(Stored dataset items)
● ● ● ●

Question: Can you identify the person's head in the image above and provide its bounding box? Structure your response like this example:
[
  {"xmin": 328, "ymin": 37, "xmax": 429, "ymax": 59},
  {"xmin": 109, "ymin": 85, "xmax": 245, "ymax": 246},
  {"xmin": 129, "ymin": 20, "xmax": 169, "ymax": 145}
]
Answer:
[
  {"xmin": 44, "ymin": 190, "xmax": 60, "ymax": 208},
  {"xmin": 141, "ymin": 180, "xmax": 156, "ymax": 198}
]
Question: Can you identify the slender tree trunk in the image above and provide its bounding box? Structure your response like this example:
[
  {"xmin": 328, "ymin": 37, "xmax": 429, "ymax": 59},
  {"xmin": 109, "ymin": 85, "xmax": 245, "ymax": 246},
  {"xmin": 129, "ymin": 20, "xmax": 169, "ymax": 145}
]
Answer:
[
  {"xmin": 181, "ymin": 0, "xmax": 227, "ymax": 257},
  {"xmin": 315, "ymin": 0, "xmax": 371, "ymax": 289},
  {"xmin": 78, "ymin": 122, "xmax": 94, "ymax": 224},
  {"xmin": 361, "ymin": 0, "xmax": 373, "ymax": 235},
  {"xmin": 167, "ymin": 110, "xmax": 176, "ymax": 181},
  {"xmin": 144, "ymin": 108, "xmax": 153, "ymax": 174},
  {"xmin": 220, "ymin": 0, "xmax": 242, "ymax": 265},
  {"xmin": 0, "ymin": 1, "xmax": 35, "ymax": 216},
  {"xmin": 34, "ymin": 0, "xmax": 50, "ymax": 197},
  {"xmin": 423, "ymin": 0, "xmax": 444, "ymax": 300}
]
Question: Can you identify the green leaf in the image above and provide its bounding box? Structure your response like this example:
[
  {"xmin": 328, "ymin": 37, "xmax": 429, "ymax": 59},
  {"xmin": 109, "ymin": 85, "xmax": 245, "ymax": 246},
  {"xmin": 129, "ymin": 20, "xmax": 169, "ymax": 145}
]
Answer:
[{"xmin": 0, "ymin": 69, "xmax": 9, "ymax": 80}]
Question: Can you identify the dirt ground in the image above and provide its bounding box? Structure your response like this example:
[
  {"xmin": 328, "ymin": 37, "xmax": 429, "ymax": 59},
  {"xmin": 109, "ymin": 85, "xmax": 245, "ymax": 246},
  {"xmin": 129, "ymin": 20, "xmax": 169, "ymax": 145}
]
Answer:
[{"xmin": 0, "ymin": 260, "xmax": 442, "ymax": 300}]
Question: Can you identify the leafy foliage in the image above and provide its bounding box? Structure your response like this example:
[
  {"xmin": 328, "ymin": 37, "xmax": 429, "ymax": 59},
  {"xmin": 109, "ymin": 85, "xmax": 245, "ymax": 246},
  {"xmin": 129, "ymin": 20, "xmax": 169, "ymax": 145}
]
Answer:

● ● ● ●

| SET PROBLEM |
Return the lines above without any change.

| FULL OUTPUT |
Question: Can you identify the person's head in the image above and provide its bounding box? Structure your response like this example:
[
  {"xmin": 328, "ymin": 37, "xmax": 429, "ymax": 59},
  {"xmin": 109, "ymin": 85, "xmax": 245, "ymax": 246},
  {"xmin": 129, "ymin": 20, "xmax": 169, "ymax": 145}
]
Answer:
[
  {"xmin": 44, "ymin": 190, "xmax": 60, "ymax": 208},
  {"xmin": 141, "ymin": 180, "xmax": 156, "ymax": 198}
]
Question: Can you identify the slender tree trunk in the image above and provide its bounding box? Structure your response like this example:
[
  {"xmin": 328, "ymin": 37, "xmax": 429, "ymax": 59},
  {"xmin": 109, "ymin": 85, "xmax": 245, "ymax": 246},
  {"xmin": 129, "ymin": 20, "xmax": 169, "ymax": 145}
]
Answer:
[
  {"xmin": 181, "ymin": 0, "xmax": 227, "ymax": 257},
  {"xmin": 315, "ymin": 0, "xmax": 371, "ymax": 289},
  {"xmin": 78, "ymin": 122, "xmax": 94, "ymax": 224},
  {"xmin": 361, "ymin": 0, "xmax": 373, "ymax": 235},
  {"xmin": 167, "ymin": 110, "xmax": 176, "ymax": 181},
  {"xmin": 144, "ymin": 108, "xmax": 153, "ymax": 174},
  {"xmin": 220, "ymin": 0, "xmax": 242, "ymax": 265},
  {"xmin": 0, "ymin": 1, "xmax": 35, "ymax": 216},
  {"xmin": 34, "ymin": 0, "xmax": 50, "ymax": 197},
  {"xmin": 423, "ymin": 0, "xmax": 444, "ymax": 300}
]
Question: Can you identify the green leaf in the image above and provide its bounding box? Structure your response like this example:
[
  {"xmin": 328, "ymin": 37, "xmax": 429, "ymax": 59},
  {"xmin": 109, "ymin": 85, "xmax": 245, "ymax": 246},
  {"xmin": 129, "ymin": 20, "xmax": 169, "ymax": 145}
]
Answer:
[{"xmin": 0, "ymin": 69, "xmax": 9, "ymax": 80}]
Question: Can you identify the dirt ground in the image above and provide its bounding box? Structure your response like this example:
[
  {"xmin": 328, "ymin": 37, "xmax": 429, "ymax": 59},
  {"xmin": 109, "ymin": 85, "xmax": 245, "ymax": 246},
  {"xmin": 129, "ymin": 20, "xmax": 169, "ymax": 145}
]
Answer:
[{"xmin": 0, "ymin": 260, "xmax": 442, "ymax": 300}]
Question: Can you identify the leafy foliage in the image above and provide its bounding box? Structure your response like this example:
[
  {"xmin": 328, "ymin": 37, "xmax": 429, "ymax": 59},
  {"xmin": 109, "ymin": 85, "xmax": 245, "ymax": 246},
  {"xmin": 129, "ymin": 20, "xmax": 169, "ymax": 145}
]
Answer:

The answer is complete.